§ **Dataset records about object locations**
* begin *

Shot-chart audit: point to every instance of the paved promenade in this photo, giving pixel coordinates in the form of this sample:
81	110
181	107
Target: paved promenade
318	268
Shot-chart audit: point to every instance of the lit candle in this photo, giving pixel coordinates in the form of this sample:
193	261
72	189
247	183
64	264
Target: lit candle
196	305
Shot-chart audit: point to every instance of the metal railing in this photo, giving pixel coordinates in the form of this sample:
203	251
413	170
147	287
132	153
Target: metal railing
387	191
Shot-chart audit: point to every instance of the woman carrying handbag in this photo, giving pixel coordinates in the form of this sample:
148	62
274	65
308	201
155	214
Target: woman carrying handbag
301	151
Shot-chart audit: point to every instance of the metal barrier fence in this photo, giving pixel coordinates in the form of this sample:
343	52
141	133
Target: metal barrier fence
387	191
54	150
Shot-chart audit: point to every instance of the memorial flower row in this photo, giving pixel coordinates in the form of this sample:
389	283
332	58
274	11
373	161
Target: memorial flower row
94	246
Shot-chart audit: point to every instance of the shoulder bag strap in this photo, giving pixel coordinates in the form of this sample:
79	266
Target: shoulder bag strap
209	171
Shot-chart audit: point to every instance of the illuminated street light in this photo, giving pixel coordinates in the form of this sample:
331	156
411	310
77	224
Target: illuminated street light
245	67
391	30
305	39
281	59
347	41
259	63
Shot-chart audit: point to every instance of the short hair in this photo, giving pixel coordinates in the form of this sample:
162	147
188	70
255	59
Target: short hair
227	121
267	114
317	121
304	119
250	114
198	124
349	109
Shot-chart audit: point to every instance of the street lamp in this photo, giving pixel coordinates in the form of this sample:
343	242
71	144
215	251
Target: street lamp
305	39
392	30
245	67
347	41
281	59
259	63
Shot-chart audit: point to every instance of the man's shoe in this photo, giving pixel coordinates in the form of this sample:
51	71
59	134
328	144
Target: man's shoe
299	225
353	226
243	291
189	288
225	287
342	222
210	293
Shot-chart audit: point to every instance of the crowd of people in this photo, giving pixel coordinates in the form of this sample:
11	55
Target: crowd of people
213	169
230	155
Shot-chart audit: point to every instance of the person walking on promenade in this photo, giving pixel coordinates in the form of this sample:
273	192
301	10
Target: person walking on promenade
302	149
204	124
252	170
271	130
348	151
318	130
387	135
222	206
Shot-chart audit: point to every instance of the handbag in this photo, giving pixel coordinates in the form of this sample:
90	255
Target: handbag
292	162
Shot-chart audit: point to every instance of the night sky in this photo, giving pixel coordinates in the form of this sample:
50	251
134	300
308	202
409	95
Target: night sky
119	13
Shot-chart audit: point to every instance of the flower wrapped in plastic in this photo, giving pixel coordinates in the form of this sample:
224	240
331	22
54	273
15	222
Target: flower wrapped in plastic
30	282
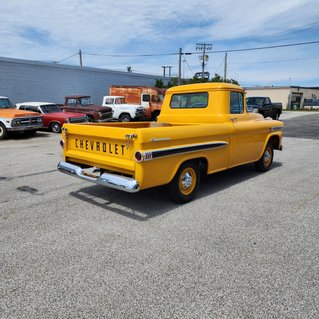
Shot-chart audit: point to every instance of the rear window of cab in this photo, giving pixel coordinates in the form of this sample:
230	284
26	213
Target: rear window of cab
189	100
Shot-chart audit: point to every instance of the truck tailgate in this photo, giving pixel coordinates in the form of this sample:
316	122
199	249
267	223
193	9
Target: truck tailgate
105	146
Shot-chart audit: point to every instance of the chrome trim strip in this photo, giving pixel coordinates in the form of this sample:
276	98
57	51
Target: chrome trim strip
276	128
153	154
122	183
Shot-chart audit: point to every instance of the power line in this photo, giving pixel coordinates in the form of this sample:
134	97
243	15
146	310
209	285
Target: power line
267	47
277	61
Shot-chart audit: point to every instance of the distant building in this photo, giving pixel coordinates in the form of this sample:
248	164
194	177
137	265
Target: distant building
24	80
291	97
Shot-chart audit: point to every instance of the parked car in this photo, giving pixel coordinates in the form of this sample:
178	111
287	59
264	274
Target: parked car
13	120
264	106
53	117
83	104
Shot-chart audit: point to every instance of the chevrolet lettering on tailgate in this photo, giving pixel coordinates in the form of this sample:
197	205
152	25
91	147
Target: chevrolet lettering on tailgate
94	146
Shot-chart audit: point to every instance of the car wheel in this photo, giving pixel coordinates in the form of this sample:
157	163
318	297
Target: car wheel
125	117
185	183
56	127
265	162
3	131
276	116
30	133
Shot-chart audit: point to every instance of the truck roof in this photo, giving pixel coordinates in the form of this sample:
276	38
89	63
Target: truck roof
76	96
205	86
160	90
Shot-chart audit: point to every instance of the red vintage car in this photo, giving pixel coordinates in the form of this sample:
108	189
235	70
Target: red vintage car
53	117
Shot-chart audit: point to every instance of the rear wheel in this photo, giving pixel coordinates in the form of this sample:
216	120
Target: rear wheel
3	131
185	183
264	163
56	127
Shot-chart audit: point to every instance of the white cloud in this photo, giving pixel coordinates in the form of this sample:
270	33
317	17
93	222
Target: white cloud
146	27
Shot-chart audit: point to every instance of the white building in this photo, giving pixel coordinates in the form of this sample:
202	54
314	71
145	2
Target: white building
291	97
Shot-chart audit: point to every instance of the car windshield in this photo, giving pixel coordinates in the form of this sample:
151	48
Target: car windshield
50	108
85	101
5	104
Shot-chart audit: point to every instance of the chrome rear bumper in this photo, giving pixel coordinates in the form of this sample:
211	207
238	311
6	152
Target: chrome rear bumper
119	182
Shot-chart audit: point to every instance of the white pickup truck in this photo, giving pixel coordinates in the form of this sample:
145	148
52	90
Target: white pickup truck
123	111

* end *
* begin *

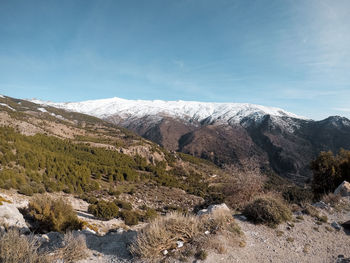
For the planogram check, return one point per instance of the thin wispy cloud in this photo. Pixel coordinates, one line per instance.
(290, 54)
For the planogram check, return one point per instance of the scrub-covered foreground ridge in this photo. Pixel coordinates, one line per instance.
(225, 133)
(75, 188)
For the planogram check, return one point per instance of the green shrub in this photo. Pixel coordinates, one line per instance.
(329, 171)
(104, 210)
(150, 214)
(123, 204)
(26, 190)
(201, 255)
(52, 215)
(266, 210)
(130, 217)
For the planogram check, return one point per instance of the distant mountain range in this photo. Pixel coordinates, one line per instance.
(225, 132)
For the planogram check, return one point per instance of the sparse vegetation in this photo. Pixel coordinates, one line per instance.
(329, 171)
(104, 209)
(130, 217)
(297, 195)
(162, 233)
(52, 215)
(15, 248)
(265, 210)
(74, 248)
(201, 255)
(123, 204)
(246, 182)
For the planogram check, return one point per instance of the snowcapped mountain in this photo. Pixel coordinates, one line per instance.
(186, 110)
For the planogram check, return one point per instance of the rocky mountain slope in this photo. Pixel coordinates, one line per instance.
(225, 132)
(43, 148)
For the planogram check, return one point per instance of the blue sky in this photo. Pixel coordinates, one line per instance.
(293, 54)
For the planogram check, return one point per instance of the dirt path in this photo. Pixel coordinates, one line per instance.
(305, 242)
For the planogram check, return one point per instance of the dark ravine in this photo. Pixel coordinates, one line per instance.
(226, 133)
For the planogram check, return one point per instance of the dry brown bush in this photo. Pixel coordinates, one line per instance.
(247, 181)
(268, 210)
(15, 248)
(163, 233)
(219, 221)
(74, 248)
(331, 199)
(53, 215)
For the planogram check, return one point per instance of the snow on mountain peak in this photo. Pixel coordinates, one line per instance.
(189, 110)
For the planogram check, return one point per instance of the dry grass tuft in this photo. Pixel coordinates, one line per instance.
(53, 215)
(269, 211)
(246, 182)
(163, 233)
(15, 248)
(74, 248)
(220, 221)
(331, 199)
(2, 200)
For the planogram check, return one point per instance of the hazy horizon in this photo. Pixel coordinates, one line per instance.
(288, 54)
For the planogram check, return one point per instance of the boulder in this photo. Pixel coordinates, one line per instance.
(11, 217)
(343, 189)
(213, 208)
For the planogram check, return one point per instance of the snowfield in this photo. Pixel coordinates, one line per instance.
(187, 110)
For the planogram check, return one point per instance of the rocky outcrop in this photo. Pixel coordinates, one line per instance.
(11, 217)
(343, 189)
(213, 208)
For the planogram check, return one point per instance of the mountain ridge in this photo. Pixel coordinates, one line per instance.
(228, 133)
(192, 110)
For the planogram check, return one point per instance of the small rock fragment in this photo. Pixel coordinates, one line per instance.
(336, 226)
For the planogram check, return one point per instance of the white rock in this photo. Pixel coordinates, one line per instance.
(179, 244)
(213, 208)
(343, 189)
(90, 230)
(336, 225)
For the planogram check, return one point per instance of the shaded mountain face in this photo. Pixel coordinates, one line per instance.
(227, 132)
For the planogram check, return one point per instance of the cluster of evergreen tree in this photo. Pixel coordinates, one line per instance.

* end *

§ **DIRECTIONS**
Count the lines in the material above that contain the string "window", matching case exactly. Give only the number.

§ **OUTPUT OF THE TASK**
2